Direction » Can you recast every line of the records below as a Markdown table with two columns, Row and Line, numbering each row and skipping any blank lines? Leave the pictures out of the table.

(Part of a data file)
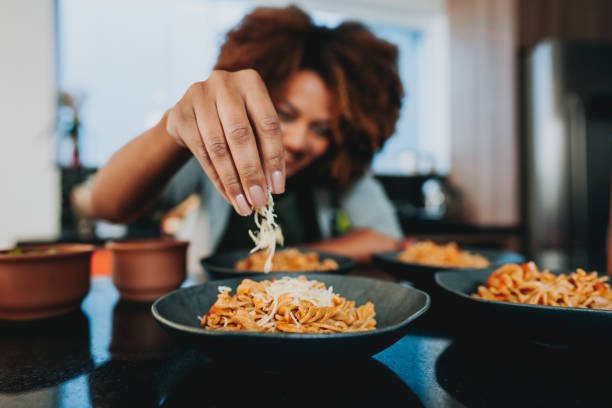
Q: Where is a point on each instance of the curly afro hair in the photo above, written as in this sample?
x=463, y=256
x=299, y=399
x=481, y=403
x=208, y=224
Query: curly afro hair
x=359, y=69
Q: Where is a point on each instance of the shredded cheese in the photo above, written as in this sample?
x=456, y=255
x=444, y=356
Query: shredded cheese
x=298, y=290
x=269, y=233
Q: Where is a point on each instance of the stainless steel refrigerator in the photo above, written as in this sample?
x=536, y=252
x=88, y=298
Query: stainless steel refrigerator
x=567, y=152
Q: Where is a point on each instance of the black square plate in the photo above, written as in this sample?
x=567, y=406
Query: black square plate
x=546, y=325
x=396, y=308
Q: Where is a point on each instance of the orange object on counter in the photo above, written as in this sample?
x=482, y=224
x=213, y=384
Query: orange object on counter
x=101, y=263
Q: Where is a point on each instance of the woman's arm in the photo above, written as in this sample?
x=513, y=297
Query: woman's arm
x=227, y=122
x=359, y=244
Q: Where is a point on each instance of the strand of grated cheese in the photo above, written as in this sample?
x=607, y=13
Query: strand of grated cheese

Result below »
| Row | Line |
|---|---|
| 1 | Q: Where is a point on each instance of the curly afro hair in the photo above, written as in this sample? |
| 2 | x=463, y=256 |
| 3 | x=299, y=399 |
| 4 | x=481, y=403 |
| 5 | x=208, y=224 |
| 6 | Query: curly afro hair |
| 7 | x=359, y=69 |
| 8 | Q: Where is a point on each instance of the shredded cheese in the photo above, written as in this sample? |
| 9 | x=456, y=255 |
| 10 | x=444, y=356 |
| 11 | Query: shredded cheese |
| 12 | x=298, y=290 |
| 13 | x=269, y=233 |
| 14 | Q: Where is a point on each instance of the stainless steel refrigerator in the photo above, written as in this sample? |
| 15 | x=536, y=252 |
| 16 | x=88, y=298 |
| 17 | Query: stainless steel refrigerator |
| 18 | x=567, y=152 |
| 19 | Q: Where is a point on each instance of the black square plate in the photo above, written as in this sample? |
| 20 | x=567, y=406 |
| 21 | Query: black square plate |
| 22 | x=546, y=325 |
| 23 | x=396, y=308 |
| 24 | Q: Where is a point on each instance of the orange object on counter in the photo above, written as in this sample? |
| 25 | x=482, y=224 |
| 26 | x=213, y=384 |
| 27 | Query: orange object on counter |
| 28 | x=101, y=263 |
| 29 | Q: Where is a point on each instance of the woman's arm in the photo above, written as in this sample? |
| 30 | x=513, y=297 |
| 31 | Query: woman's arm |
| 32 | x=227, y=122 |
| 33 | x=359, y=244 |
| 34 | Q: Where is a point on each instance of the strand of grated cheese in the photo above, written as in this sample? |
| 35 | x=607, y=13 |
| 36 | Query: strand of grated cheese |